== Work to complete ==
Return each line of the items below that contains the string "pavement", copied in full. Matching is case-sensitive.
:::
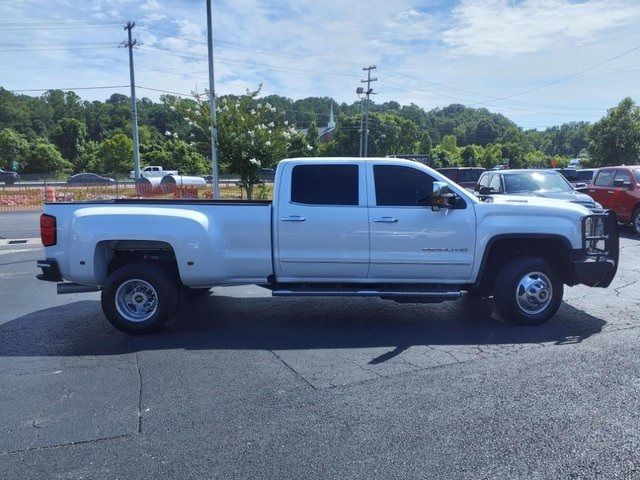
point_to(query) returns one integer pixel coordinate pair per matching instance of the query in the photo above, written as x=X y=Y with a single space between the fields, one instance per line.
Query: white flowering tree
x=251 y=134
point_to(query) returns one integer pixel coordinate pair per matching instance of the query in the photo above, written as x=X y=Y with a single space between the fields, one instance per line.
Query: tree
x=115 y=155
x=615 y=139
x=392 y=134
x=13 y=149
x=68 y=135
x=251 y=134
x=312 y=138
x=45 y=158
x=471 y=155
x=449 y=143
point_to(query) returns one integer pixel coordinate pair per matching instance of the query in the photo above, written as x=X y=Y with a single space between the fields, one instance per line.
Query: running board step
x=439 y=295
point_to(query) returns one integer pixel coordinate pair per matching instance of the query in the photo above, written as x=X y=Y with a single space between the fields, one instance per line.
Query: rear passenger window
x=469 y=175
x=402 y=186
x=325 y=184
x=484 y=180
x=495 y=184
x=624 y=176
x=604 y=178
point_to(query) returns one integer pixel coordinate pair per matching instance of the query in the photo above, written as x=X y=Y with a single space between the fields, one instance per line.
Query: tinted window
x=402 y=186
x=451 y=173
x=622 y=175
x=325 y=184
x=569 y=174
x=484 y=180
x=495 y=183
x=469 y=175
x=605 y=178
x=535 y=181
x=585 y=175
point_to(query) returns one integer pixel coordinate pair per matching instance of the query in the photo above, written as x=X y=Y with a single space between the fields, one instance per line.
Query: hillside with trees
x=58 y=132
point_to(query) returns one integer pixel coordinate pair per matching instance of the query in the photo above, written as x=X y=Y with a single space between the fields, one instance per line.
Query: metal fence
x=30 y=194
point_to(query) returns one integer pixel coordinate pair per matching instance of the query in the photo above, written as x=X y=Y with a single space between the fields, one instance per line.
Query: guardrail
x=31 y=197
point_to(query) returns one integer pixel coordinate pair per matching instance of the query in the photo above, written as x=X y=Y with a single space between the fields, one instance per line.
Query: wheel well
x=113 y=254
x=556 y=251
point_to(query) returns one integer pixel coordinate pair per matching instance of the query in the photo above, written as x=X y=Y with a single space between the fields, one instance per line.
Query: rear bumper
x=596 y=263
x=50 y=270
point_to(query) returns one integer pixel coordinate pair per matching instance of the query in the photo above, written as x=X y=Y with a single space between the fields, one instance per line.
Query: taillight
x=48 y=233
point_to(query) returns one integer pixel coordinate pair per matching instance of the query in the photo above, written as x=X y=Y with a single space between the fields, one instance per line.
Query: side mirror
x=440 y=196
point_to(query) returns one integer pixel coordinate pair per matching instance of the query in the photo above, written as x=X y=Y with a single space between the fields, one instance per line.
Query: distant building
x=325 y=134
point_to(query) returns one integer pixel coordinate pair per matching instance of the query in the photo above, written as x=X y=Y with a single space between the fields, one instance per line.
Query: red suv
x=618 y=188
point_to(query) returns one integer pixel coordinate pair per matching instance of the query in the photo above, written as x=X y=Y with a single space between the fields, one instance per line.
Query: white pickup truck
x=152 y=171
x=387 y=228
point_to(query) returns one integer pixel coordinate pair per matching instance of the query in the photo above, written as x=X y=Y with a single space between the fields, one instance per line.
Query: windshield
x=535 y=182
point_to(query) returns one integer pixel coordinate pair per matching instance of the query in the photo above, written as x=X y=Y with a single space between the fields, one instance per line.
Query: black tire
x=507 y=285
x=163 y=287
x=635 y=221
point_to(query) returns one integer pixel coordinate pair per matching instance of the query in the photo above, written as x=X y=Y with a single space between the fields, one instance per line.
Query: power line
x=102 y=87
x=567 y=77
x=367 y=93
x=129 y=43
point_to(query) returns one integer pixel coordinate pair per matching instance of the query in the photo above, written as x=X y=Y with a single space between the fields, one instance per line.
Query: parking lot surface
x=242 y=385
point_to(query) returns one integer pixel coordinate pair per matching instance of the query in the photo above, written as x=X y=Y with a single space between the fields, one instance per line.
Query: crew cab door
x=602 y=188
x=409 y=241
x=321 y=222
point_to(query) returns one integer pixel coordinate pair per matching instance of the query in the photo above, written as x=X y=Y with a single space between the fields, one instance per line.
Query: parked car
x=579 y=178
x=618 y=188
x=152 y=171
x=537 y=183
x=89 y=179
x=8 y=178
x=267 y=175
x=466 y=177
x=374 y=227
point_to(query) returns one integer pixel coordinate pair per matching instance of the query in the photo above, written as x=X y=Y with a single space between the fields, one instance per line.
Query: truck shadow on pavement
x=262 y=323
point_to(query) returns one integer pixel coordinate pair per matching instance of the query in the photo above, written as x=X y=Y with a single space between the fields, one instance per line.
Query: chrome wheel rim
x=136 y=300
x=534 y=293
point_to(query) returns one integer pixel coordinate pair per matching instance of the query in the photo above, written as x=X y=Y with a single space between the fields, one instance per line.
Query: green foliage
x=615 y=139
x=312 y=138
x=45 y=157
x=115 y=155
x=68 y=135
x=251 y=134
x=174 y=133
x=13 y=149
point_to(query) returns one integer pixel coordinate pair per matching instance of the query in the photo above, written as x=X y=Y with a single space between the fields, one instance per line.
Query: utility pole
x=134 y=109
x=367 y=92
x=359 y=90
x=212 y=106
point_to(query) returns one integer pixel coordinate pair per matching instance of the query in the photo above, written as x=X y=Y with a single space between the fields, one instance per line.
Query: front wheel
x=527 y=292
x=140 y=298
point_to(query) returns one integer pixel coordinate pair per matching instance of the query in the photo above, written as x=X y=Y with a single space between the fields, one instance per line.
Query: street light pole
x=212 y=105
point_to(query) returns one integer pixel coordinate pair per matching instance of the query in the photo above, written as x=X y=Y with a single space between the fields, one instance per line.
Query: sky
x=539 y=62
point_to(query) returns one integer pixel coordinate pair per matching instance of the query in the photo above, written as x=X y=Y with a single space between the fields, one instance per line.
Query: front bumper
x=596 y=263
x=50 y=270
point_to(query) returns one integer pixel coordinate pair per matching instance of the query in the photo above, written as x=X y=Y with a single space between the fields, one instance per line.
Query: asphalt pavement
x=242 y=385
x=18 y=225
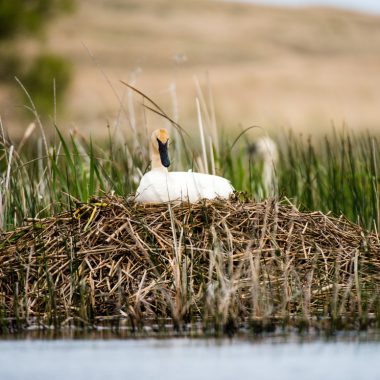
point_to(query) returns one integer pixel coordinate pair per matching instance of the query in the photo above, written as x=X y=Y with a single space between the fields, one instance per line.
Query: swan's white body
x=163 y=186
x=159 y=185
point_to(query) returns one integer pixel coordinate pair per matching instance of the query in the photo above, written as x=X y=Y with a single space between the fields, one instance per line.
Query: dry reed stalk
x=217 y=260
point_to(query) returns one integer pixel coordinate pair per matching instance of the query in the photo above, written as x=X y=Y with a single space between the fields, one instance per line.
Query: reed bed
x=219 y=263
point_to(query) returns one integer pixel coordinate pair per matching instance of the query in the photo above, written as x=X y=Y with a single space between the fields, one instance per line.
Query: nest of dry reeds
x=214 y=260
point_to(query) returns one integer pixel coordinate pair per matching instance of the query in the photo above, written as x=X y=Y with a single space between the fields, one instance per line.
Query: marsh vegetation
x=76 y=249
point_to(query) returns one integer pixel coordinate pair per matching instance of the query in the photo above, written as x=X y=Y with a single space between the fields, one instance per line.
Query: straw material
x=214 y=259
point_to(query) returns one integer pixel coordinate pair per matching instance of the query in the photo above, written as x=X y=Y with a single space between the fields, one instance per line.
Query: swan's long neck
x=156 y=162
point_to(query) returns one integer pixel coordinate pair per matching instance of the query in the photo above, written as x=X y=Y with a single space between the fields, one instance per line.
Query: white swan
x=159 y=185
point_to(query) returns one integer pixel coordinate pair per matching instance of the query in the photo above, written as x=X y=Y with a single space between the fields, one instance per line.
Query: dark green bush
:::
== Output ==
Query: truck shadow on pavement
Query: asphalt pavement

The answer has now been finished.